EXERCISE BRIEF
Could you repeat every record exactly as it appears?

Entries taken from a collection:
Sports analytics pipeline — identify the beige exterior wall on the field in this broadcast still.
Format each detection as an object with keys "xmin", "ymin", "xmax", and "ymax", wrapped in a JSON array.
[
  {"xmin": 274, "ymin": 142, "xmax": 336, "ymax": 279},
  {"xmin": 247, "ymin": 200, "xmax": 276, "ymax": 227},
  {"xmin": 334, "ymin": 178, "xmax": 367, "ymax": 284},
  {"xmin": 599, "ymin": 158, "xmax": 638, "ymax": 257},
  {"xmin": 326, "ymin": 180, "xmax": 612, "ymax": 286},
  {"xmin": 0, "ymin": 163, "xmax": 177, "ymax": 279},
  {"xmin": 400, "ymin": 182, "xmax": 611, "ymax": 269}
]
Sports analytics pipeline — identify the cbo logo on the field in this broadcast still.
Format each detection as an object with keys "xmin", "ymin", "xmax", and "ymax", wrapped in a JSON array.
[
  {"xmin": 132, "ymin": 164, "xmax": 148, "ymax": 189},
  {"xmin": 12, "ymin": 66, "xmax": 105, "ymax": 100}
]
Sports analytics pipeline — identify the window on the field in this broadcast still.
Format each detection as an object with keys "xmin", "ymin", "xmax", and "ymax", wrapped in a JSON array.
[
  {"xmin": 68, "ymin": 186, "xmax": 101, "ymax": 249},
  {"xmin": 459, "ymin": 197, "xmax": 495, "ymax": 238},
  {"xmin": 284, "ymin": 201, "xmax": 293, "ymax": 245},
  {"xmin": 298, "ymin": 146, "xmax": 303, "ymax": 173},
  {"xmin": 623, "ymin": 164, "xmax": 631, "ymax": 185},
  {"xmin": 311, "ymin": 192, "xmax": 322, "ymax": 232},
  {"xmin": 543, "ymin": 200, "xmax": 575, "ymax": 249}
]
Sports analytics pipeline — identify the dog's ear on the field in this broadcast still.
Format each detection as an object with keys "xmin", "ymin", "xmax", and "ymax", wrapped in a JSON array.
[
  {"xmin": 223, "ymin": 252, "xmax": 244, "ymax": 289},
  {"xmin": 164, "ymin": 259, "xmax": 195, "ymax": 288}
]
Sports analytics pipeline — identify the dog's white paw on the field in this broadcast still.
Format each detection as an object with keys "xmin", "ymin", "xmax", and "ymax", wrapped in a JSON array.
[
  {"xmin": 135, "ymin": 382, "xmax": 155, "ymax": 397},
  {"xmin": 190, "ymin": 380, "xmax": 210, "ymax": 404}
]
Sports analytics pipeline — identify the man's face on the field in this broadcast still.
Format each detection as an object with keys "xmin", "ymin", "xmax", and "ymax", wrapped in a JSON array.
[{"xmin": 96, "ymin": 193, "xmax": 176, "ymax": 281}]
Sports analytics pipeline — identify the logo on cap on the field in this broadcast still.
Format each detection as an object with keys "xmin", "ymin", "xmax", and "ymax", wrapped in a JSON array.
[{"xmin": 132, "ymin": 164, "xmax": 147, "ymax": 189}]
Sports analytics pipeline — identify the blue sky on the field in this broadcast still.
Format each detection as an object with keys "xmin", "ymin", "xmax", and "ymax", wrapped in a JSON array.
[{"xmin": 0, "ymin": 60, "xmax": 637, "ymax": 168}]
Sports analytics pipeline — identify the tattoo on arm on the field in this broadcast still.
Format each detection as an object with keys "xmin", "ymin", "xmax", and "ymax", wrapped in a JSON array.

ANSWER TO THIS TASK
Sports analytics pipeline — identify the beige exterior wall on the field in this broadcast still.
Format each detection as an object with keys "xmin", "ymin", "xmax", and "ymax", wrapped in a JSON array.
[
  {"xmin": 274, "ymin": 142, "xmax": 336, "ymax": 279},
  {"xmin": 247, "ymin": 200, "xmax": 276, "ymax": 227},
  {"xmin": 334, "ymin": 178, "xmax": 367, "ymax": 284},
  {"xmin": 599, "ymin": 158, "xmax": 638, "ymax": 257},
  {"xmin": 326, "ymin": 180, "xmax": 612, "ymax": 286},
  {"xmin": 0, "ymin": 163, "xmax": 177, "ymax": 279},
  {"xmin": 400, "ymin": 182, "xmax": 611, "ymax": 269}
]
Sports analytics pipeline — identify the cbo logo on the field in this broadcast still.
Format each detection as an object with keys "xmin", "ymin", "xmax", and "ymax", wrapped in a JSON array.
[
  {"xmin": 132, "ymin": 164, "xmax": 148, "ymax": 189},
  {"xmin": 12, "ymin": 66, "xmax": 105, "ymax": 100}
]
Sports analytics pipeline — identify the window on the field in this broadcast still.
Format each detection as an object with keys "xmin", "ymin", "xmax", and "ymax", wrapped in a JSON array.
[
  {"xmin": 68, "ymin": 186, "xmax": 101, "ymax": 249},
  {"xmin": 459, "ymin": 197, "xmax": 495, "ymax": 238},
  {"xmin": 284, "ymin": 201, "xmax": 293, "ymax": 245},
  {"xmin": 298, "ymin": 146, "xmax": 303, "ymax": 173},
  {"xmin": 623, "ymin": 164, "xmax": 631, "ymax": 185},
  {"xmin": 311, "ymin": 192, "xmax": 322, "ymax": 232},
  {"xmin": 543, "ymin": 200, "xmax": 575, "ymax": 249}
]
Sports analytics pipeline — identify the dog's ear on the field in this broadcast still.
Format each detection as an object with keys "xmin", "ymin", "xmax", and "ymax", wrapped in a JSON array.
[
  {"xmin": 223, "ymin": 252, "xmax": 244, "ymax": 289},
  {"xmin": 164, "ymin": 259, "xmax": 195, "ymax": 288}
]
Sports analytics pipeline — identify the dog's white paw on the field in this broadcast still.
Format each detection as an object with keys "xmin", "ymin", "xmax", and "ymax", wrapped in a JSON array.
[
  {"xmin": 135, "ymin": 382, "xmax": 155, "ymax": 397},
  {"xmin": 190, "ymin": 380, "xmax": 210, "ymax": 404}
]
Sports analytics pipeline — identify the man's face on the field in this broadcast still.
Format each detection as an object with keys "xmin", "ymin", "xmax", and "ymax", wrapped in a JSON array.
[{"xmin": 96, "ymin": 193, "xmax": 176, "ymax": 281}]
Sports analytics pipeline — identify the logo on cap on the field in this broadcast still.
Format each detection as an object with keys "xmin", "ymin", "xmax", and "ymax", wrapped in a JSON array.
[{"xmin": 132, "ymin": 164, "xmax": 147, "ymax": 189}]
Sports analytics pipeline — identify the blue sky on the field in this broadcast still.
Format each detection as an object with keys "xmin", "ymin", "xmax", and "ymax", wrapped in a JSON array.
[{"xmin": 0, "ymin": 60, "xmax": 637, "ymax": 168}]
Sports analytics pipeline — identify the tattoo on arm on the field in this broadcast still.
Format each detection as an object with keys "xmin", "ymin", "xmax", and "ymax", wrapped in a JSON array.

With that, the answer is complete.